PROBLEMS TO SOLVE »
a) In the excerpt on pindan vegetation, what phrase did Knut Dahl use to describe the pindan?
b) Continue the passage on pindan vegetation after its final sentence.

### EXCERPT TO READ

On higher ground, pindan adopts a more open savanna structure while, on low-lying ground subject to waterlogging during the wet season, paperbarks begin to displace the other trees. Canopy height ranges from 3 m to 8 m; the trees are short and deep-rooted, often with the trunks bent or twisted. In his 1926 book “In Savage Australia” Norwegian explorer Knut Dahl described the pindan as a “crippled forest” in response to the apparent uniformity and stunted appearance of the vegetation.

######
### DATASET EXCERPT

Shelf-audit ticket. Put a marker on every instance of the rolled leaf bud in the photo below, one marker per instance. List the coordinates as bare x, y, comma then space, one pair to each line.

######

ANSWERS TO THE TASKS »
a) He called it a "crippled forest."

b)
Typical species of trees and tall shrubs in pindan vegetation are the wattles Acacia eriopoda, A. tumida, A. monticola, A. platycarpa, A. colei, and A. adoxa, and the eucalypts Corymbia greeniana, C. flavescens and C. zygophylla. Other plants include Grevillea wickhamii and G. refracta, Gyrocarpus americanus, Terminalia petiolaris, Lysiphyllum cunninghamii, Ventilago viminalis, Premna acuminata, Hakea macrocarpa, Persoonia falcata, Atalaya hemiglauca, Gardenia pyriformis, Pavetta kimberleyana, Carissa lanceolata, Dodonaea hispidula, Ehretia saligna and Santalum lanceolatum.

Many savanna animals, such as agile wallabies and red-winged parrots reach their southern limits in Western Australia in the strip of pindan that parallels the coast along Eighty Mile Beach.